▸ WHAT THIS TASK INVOLVES
Copy out the listing exactly.

Records from a point labeling set
-----

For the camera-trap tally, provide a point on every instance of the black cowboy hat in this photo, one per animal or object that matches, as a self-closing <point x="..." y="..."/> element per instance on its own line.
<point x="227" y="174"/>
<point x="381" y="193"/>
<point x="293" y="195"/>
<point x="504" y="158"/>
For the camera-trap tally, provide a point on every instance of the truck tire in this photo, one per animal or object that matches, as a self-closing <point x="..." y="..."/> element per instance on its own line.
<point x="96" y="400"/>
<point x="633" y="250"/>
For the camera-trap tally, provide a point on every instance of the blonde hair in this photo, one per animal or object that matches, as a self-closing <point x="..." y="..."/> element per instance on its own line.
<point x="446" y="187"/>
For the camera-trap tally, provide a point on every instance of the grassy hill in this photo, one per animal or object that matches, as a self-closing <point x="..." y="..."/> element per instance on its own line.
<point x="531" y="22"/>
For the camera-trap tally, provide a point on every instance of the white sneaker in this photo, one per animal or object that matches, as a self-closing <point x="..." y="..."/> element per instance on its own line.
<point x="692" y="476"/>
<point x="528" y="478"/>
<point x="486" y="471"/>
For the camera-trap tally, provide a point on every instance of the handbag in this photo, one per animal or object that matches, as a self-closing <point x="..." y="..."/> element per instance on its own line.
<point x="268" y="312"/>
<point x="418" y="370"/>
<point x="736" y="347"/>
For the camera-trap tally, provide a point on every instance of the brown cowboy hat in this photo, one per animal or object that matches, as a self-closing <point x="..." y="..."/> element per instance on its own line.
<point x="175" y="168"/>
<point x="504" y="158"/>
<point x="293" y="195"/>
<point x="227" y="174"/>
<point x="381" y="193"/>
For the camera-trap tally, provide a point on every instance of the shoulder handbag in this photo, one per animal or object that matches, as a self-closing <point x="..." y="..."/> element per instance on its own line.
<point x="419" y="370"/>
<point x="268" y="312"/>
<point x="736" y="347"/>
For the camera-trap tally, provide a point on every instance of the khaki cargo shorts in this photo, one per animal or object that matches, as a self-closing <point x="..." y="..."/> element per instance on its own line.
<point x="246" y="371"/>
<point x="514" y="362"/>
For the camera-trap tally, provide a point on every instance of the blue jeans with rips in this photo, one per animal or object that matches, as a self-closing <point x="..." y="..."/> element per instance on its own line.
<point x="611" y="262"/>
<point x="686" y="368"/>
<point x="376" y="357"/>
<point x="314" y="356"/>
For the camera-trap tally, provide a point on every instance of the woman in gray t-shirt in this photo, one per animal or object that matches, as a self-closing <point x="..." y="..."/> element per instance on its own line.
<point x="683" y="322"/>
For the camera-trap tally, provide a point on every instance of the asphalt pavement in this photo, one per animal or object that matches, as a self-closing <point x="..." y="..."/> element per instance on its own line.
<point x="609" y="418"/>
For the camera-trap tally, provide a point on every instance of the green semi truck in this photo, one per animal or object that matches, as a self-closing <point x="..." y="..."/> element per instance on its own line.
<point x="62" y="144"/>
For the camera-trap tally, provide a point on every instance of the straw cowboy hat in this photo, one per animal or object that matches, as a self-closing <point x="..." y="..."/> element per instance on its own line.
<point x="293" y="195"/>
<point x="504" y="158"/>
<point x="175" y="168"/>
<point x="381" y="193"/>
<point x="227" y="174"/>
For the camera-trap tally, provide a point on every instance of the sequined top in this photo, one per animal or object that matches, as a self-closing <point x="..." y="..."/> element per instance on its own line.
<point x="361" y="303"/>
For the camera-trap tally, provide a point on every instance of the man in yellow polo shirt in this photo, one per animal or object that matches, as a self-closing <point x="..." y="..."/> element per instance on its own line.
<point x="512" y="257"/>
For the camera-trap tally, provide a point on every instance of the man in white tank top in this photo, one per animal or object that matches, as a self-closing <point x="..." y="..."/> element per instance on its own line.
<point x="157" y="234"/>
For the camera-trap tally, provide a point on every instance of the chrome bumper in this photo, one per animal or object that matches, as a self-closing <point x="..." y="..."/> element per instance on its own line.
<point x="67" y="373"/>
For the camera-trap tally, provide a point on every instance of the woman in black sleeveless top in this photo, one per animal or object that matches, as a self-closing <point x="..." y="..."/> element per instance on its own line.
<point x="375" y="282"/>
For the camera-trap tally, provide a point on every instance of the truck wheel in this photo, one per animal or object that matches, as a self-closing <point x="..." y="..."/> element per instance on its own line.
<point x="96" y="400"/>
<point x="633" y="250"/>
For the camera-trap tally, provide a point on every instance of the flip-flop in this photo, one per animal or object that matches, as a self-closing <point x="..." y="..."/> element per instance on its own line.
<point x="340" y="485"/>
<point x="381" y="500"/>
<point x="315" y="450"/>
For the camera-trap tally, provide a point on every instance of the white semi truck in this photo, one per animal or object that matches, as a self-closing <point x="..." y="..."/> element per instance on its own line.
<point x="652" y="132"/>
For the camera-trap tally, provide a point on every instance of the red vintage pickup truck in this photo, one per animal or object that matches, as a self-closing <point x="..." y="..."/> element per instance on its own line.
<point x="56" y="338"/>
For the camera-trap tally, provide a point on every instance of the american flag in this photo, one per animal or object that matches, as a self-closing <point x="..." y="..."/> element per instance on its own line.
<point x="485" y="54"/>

-----

▸ WRITTEN ANSWER
For the camera-trap tally, provide a point on every instance of the black cowboy hat in this photo, one per animal or object that matches, as a self-closing <point x="..." y="..."/> element per instance on its own line.
<point x="227" y="174"/>
<point x="381" y="193"/>
<point x="293" y="195"/>
<point x="504" y="158"/>
For the camera-trap tally, provide a point on every instance of the truck tire in this photo, one per animal or object that matches, as a self-closing <point x="..." y="..."/> element per instance on its own line.
<point x="96" y="400"/>
<point x="633" y="250"/>
For the camera-trap tally, provide a point on every instance of the blonde hair in this photo, one per animal or object that matches, as a self-closing <point x="..." y="..."/> element per instance on its own line.
<point x="446" y="187"/>
For the camera-trap tally, provide a point on every instance of the grassy hill in this photo, one per animal or object that matches, as a self-closing <point x="..." y="..."/> element per instance on its own line.
<point x="531" y="22"/>
For the camera-trap tally, provide a point on every instance of the white sneaker in this photo, one per animal or object that matches, as a self-closing <point x="..." y="..."/> element per instance on its own line.
<point x="692" y="476"/>
<point x="528" y="478"/>
<point x="486" y="471"/>
For the camera-trap tally, provide a point on every instance of the handbag in this photo, one per animal or object that matches, as a self-closing <point x="..." y="..."/> element per instance on its own line.
<point x="268" y="312"/>
<point x="418" y="370"/>
<point x="736" y="347"/>
For the camera-trap tally, provide a point on every instance of the brown cowboy hat in this photo, one per animal or object that matches, as a self-closing <point x="..." y="..."/> element per instance on its own line.
<point x="175" y="168"/>
<point x="504" y="158"/>
<point x="293" y="195"/>
<point x="227" y="174"/>
<point x="381" y="193"/>
For the camera-trap tally, provide a point on every instance of the shoulder handbag in this photo, one per animal or object that matches, as a self-closing <point x="..." y="..."/> element per instance on its own line.
<point x="419" y="370"/>
<point x="268" y="312"/>
<point x="736" y="347"/>
For the camera-trap tally, provide a point on every instance of the khaki cargo shorts in this photo, one per animal or object that matches, as a self-closing <point x="..." y="..."/> element per instance on its own line.
<point x="246" y="371"/>
<point x="514" y="362"/>
For the camera-trap tally, provide a point on every instance of the blue jeans with rips in this photo, one per animal or object that matches, as a self-closing <point x="..." y="..."/> element per instance on its own line.
<point x="611" y="262"/>
<point x="686" y="368"/>
<point x="376" y="357"/>
<point x="314" y="356"/>
For the camera-trap tally, provide a point on every instance of the woman in gray t-shirt in this photo, one per animal or object that matches, as a self-closing <point x="..." y="..."/> element per instance on its own line.
<point x="683" y="322"/>
For the camera-trap tally, provide a point on every instance of the asphalt pavement in this photo, one per animal or object that matches, as a self-closing <point x="..." y="..."/> element per instance on its own line.
<point x="609" y="418"/>
For the camera-trap tally, provide a point on every instance of the green semi truck in this photo, one per animal or object that matches, as a self-closing <point x="..." y="..."/> element per instance on its own line.
<point x="62" y="144"/>
For the camera-trap tally, provide a point on every instance of the straw cowboy hat in this photo, one per animal or object that matches, as a self-closing <point x="..." y="..."/> element per instance on its own line.
<point x="293" y="195"/>
<point x="504" y="158"/>
<point x="175" y="168"/>
<point x="381" y="193"/>
<point x="227" y="174"/>
For the camera-trap tally, provide a point on every instance of the sequined top in this photo, one per animal or object that matches, as a self-closing <point x="..." y="..."/> element per instance on its own line.
<point x="361" y="303"/>
For the camera-trap tally, provide a point on every instance of the man in yellow polo shirt in this photo, one per animal or object that matches, as a self-closing <point x="..." y="..."/> element per instance on its own line.
<point x="512" y="257"/>
For the camera-trap tally, provide a point on every instance of the man in white tank top in this photo, one per animal or object that matches, as a self-closing <point x="..." y="..."/> element per instance on its own line.
<point x="157" y="234"/>
For the camera-trap tally, provide a point on every instance of the chrome bumper in this photo, one per animal or object that matches, as a self-closing <point x="..." y="..."/> element per instance on its own line.
<point x="67" y="373"/>
For the camera-trap tally, provide a point on every instance of the woman in black sleeveless top in this photo, one per animal or object that matches, as a self-closing <point x="..." y="..."/> element per instance on its own line.
<point x="375" y="282"/>
For the camera-trap tally, provide a point on every instance of the truck wheel in this photo, one per animal or object that matches, as a self-closing <point x="..." y="..."/> element per instance on its own line.
<point x="96" y="400"/>
<point x="633" y="250"/>
For the camera-trap tally, provide a point on every instance of the flip-flop in this photo, one per animal or object that matches, as a self-closing <point x="..." y="..."/> element per instance on its own line.
<point x="340" y="485"/>
<point x="381" y="500"/>
<point x="315" y="450"/>
For the camera-trap tally, provide a point on every instance of the white semi truck in this photo, one per animal or object that matches, as a self-closing <point x="..." y="..."/> element per instance on its own line.
<point x="652" y="132"/>
For the camera-trap tally, provide a point on every instance of the red vintage pickup truck in this photo, one per animal or object that matches, as a self-closing <point x="..." y="..."/> element per instance on its own line.
<point x="56" y="338"/>
For the camera-trap tally, provide a point on every instance of the american flag in this photo, one per animal or object that matches, as a self-closing <point x="..." y="..."/> element per instance on its own line.
<point x="485" y="54"/>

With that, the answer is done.